▶ RECORDS TO USE
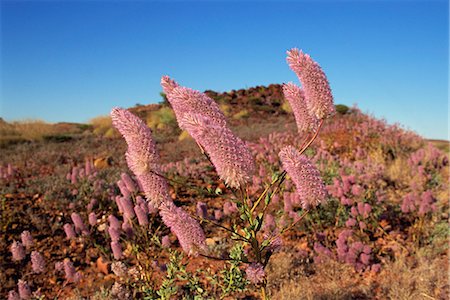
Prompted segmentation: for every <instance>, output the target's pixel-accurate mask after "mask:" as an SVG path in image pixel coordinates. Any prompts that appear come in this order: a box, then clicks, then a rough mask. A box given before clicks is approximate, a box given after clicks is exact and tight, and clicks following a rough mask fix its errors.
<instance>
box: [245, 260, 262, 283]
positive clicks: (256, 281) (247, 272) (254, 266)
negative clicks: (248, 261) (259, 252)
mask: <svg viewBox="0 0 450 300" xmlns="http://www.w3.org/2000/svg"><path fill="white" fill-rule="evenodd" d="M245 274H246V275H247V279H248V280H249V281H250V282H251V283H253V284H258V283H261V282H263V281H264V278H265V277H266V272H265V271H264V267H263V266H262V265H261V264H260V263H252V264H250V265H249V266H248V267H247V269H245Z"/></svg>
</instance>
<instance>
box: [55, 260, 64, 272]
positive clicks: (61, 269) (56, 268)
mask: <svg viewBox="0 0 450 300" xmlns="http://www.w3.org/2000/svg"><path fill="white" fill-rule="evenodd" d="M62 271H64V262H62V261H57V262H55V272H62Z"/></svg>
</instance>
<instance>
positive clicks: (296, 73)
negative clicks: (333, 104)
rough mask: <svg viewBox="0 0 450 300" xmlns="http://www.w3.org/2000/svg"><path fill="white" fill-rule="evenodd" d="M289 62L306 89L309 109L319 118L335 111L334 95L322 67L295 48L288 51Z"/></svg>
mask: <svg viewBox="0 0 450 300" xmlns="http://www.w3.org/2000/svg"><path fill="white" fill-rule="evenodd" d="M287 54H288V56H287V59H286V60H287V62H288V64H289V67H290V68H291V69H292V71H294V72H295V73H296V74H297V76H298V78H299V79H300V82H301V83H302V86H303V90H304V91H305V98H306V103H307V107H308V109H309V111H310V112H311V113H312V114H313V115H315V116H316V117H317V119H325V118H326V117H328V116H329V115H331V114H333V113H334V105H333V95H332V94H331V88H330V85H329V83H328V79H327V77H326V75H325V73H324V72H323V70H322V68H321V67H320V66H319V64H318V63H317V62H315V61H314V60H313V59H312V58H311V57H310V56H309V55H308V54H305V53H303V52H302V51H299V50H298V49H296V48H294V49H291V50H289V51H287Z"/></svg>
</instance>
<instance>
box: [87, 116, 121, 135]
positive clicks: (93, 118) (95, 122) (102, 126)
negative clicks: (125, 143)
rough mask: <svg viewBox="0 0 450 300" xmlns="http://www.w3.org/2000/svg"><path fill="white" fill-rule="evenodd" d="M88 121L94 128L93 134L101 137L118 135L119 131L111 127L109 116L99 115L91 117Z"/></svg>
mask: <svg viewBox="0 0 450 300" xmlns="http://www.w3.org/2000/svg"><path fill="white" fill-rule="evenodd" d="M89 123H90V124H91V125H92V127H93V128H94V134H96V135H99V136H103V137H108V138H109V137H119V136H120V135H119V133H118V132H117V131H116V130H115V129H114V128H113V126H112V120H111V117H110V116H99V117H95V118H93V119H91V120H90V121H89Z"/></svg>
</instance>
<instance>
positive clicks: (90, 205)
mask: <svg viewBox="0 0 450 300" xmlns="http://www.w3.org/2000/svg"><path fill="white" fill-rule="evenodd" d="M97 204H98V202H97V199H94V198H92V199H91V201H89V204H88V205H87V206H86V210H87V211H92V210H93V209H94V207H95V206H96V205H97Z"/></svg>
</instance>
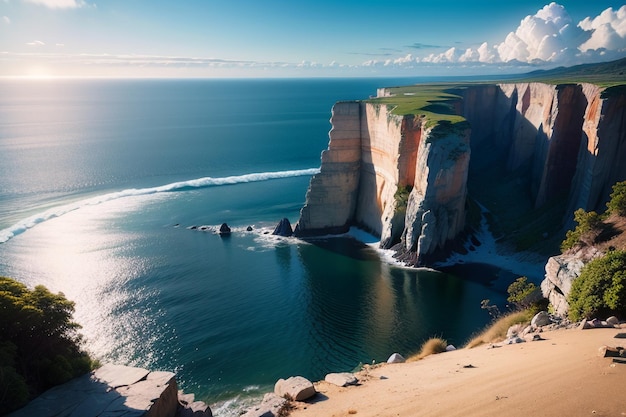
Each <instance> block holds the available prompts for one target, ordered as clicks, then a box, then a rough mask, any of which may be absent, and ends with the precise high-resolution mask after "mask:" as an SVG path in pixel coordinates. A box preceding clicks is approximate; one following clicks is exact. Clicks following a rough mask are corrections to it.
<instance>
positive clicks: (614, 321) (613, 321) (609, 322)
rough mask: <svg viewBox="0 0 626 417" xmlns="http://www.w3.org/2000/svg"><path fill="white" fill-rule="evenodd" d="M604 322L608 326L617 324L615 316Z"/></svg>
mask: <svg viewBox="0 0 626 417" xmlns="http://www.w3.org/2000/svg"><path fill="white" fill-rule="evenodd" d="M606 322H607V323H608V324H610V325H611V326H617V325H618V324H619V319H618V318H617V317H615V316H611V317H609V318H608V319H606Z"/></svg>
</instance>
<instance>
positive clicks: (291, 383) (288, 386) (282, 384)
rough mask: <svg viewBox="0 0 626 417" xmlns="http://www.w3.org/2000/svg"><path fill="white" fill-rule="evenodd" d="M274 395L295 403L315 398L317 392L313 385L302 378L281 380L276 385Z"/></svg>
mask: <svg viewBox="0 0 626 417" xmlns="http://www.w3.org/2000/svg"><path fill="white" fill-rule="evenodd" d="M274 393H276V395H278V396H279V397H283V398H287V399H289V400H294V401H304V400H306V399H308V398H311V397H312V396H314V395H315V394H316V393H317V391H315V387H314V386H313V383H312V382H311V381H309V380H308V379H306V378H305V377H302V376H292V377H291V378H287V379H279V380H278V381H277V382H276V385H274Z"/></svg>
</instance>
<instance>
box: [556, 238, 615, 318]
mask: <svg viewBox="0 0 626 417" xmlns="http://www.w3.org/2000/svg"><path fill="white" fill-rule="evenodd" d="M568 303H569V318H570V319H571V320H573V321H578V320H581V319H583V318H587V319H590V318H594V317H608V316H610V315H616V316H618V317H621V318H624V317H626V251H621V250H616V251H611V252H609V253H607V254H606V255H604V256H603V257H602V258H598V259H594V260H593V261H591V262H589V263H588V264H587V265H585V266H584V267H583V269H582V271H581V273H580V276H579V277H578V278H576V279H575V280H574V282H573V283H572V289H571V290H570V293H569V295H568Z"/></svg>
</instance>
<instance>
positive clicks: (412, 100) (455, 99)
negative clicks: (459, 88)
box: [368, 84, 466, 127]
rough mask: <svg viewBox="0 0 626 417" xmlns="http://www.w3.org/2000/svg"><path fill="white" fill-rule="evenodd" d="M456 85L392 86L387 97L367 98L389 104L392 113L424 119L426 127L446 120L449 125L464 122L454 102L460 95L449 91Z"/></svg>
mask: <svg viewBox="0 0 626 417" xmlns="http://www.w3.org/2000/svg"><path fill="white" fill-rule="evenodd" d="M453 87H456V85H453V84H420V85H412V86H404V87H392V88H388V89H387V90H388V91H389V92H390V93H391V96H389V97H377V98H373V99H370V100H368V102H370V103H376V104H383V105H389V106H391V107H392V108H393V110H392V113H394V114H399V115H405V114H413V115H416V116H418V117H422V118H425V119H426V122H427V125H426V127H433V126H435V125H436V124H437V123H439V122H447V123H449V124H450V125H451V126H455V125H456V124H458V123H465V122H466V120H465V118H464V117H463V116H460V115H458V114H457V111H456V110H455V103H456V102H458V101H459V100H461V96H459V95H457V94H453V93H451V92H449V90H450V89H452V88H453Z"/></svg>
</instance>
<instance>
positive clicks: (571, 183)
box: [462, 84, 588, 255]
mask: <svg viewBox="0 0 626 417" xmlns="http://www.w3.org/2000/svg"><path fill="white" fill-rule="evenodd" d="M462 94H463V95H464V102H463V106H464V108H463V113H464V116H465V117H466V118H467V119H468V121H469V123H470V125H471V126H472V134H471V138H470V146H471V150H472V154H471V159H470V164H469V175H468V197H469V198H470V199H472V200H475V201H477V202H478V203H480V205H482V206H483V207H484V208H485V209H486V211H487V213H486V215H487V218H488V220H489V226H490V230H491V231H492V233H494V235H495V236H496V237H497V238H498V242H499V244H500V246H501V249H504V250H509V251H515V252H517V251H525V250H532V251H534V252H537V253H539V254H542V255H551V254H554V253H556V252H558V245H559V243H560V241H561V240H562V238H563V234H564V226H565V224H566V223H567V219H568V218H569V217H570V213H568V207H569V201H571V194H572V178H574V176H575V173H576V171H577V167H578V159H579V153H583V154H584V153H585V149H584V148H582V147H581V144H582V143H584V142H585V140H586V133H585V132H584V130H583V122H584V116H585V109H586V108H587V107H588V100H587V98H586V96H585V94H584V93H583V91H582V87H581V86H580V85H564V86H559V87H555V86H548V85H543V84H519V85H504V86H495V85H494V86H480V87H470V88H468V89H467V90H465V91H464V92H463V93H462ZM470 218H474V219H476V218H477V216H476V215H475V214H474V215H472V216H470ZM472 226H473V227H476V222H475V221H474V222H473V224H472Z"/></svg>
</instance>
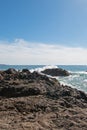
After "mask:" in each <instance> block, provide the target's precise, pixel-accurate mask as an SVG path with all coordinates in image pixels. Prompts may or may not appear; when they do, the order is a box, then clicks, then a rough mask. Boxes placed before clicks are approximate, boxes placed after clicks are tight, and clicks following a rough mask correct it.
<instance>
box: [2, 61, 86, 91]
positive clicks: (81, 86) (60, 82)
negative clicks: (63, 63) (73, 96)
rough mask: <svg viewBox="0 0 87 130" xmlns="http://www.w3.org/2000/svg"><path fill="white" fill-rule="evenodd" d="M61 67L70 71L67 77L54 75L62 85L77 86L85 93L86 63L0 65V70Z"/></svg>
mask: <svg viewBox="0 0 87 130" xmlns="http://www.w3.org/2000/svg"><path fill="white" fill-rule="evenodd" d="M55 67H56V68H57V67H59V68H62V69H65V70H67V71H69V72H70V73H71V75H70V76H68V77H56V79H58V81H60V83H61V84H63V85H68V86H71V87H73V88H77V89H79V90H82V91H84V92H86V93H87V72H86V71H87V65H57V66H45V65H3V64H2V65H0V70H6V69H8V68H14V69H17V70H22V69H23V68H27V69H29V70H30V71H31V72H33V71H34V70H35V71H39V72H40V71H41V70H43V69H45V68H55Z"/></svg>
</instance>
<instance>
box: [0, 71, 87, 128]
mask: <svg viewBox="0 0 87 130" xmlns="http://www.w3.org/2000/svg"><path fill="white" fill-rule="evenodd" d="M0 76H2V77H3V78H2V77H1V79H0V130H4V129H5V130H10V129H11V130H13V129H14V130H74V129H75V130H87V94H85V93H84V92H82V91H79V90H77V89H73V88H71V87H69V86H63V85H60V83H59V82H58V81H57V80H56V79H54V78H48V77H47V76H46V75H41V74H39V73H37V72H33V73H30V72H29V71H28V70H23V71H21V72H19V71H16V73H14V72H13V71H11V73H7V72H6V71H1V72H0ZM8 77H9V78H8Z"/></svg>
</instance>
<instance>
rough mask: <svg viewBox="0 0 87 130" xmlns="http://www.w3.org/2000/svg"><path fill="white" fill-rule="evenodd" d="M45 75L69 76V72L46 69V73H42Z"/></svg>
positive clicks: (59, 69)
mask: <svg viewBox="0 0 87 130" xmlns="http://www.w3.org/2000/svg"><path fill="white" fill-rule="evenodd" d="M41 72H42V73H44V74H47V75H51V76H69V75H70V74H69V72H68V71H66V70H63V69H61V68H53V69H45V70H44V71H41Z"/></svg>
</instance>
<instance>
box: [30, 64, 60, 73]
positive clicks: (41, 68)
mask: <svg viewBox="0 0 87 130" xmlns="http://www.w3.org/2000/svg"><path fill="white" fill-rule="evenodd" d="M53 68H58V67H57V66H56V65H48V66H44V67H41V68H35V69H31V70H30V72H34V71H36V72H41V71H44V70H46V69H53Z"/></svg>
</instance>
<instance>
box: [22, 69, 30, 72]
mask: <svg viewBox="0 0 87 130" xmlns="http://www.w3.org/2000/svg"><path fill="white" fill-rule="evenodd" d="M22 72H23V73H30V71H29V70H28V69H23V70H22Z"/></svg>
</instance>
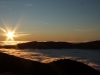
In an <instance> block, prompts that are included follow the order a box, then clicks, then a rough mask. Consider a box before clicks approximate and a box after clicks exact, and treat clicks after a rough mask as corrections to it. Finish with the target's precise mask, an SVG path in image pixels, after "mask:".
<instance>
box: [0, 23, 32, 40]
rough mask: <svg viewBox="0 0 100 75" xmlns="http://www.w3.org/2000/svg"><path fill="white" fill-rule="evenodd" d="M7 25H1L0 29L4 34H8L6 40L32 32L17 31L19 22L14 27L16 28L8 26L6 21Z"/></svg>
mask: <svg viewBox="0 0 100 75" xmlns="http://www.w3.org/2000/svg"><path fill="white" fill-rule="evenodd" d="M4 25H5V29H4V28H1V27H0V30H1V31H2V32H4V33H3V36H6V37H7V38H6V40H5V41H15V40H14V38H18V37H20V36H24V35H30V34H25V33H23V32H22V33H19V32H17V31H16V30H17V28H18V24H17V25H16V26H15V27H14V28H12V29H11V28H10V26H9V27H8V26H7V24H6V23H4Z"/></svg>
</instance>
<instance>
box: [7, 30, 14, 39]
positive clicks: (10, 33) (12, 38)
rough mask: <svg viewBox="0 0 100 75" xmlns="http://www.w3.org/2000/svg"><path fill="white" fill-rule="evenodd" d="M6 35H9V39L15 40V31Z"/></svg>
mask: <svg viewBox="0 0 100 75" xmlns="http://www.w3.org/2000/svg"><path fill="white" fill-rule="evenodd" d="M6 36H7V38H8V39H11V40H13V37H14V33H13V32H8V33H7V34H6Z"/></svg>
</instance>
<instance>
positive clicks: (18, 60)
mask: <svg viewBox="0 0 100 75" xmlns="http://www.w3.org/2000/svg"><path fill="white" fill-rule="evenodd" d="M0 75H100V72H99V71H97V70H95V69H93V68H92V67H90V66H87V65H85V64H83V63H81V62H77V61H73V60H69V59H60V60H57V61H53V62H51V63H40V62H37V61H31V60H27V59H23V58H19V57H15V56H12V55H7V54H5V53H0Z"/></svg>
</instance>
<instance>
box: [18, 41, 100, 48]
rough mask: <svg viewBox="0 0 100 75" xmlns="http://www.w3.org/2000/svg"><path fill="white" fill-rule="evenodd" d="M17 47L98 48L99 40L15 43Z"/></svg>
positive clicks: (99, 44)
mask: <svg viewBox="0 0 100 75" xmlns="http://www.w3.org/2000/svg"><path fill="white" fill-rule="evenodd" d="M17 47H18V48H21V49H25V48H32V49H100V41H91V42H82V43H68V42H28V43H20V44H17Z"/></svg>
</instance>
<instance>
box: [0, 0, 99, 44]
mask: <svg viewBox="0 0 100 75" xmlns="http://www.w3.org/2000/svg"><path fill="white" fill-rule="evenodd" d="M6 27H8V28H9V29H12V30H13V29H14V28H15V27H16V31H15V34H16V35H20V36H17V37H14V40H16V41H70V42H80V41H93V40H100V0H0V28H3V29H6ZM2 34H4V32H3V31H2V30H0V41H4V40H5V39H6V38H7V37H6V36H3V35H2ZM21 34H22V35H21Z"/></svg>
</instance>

▶ PROBLEM DESCRIPTION
Scan the records above. Return every line with "accurate" in it.

▶ ANSWER FOR THE TASK
Prompted segmentation: for every <instance>, output the target's pixel-accurate mask after "mask:" as an SVG path in image pixel coordinates. Any prompts that appear come in this order: a box, then clicks, then a rough mask. A box given before clicks is approximate, a box given after clicks is exact and tight, and clicks following a rough mask fix its errors.
After "mask:" in each <instance> block, provide the target's precise, pixel-accurate mask as an SVG path with all coordinates in image pixels. Prompts may or may not appear; when they do, the order is a box, then clicks, then a rough mask. Boxes placed before clicks are approximate, boxes placed after clicks are tight, and clicks following a rough mask correct it.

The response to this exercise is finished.